Text extract:
######
Limiting parallelism using futures, parallel forms and fibers

unofficial mirror of guile-user@gnu.org 
 help / color / mirror / Atom feed

* Limiting parallelism using futures, parallel forms and fibers
@ 2020-01-08  7:56 Zelphir Kaltstahl
  2020-01-08  8:11 ` Linus Björnstam
  2020-01-08 11:44 ` Chris Vine
  0 siblings, 2 replies; 6+ messages in thread
From: Zelphir Kaltstahl @ 2020-01-08  7:56 UTC (permalink / raw)
  To: Guile User

Hello Guile users!

I thought about what I need for parallelizing an algorithm I am working
on. Background: I am working on my decision tree implementation
(https://notabug.org/ZelphirKaltstahl/guile-ml/src/wip-port-to-guile),
which is currently only using a single core. Training the model splits
the tree into subtrees, which is an opportunity for running things in
parallel. Subtrees can subsequently split again and that could again
result in a parallel evaluation of the subtrees.

Since it might not always be desired to use potentially all available
cores (blocking the whole CPU), I would like to add the possibility for
the user of the algorithm to limit the number of cores used by the
algorithm, most likely using a keyword argument, which defaults to the
number of cores. Looking at futures, parallel forms and the fibers
library, I've had the following thoughts:

1. fibers support a ~#:parallelism~ keyword and thus the number of
fibers running in parallel can be set for ~run-fibers~, which creates a
scheduler, which might be used later, possibly avoiding to keep track of
how many threads are being used. It would probably be important when
using fibers, to always make use of the same scheduler, as a new
scheduler might not know anything about other schedulers and the limit
for parallelism might be overstepped. Schedulers, which are controlled
by the initial scheduler are probably OK. I will need to re-read the
fibers manual on that.

2. With parallel forms, there are ~n-par-map~ and ~n-par-for-each~,
where one can specify the maximum number of threads running in parallel.
However, when recursively calling these procedures (in my case
processing subtrees of a decision tree, which might split into subtrees
again), one does not have the knowledge of whether the processing of the
other recursive calls has finished and cannot know, how many other
threads are being used currently. Calling one of these procedures again
might run more threads than specified on a upper level call.

3. With futures, one cannot specify the number of futures to run at
maximum directly. In order to control how many threads are evaluating
code at the same time, one would have to build some kind of construct
around them, which keeps track of how many futures are running or could
be running and make that work for recursive creation of further futures
as well.

4. One could also do something ugly and create a globally defined active
thread counter, which requires locking, to keep track of the number of
in parallel running threads or futures.

5. I could just assume the maximum number of currently used cores, by
giving the tree depth as argument for recursive calls and calculating
from that, how many splits and thus evaluations might be running in
parallel at that point. However, this might be inaccurate, as some
subtree might already be finished and then I would not use the maximum
user specified number of parallel evaluations.
######
Available data:
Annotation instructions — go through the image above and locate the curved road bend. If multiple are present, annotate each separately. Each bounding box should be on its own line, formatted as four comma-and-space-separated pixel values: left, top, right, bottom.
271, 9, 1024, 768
######
Directions:
1. Answer these questions using the forum post on limiting parallelism in Guile:
(a) What is the proposed keyword argument for limiting cores expected to default to?
(b) Which two parallel-forms procedures allow the maximum number of threads to be specified?
(c) What does a globally defined active thread counter require?
2. Summarize the forum post on limiting parallelism in Guile in two sentences.

Solutions to the problems:
1.
(a) The number of cores.
(b) ~n-par-map~ and ~n-par-for-each~.
(c) Locking.

2. The author wants to parallelize the training of a decision tree implementation that currently uses a single core, since splitting the tree into subtrees allows parallel evaluation, and wants users to be able to limit the cores used through a keyword argument. The post considers fibers, parallel forms, futures, a global thread counter with locking, and estimating usage from tree depth, and notes drawbacks such as recursive calls running more threads than specified or the estimate leaving the user-specified maximum unused.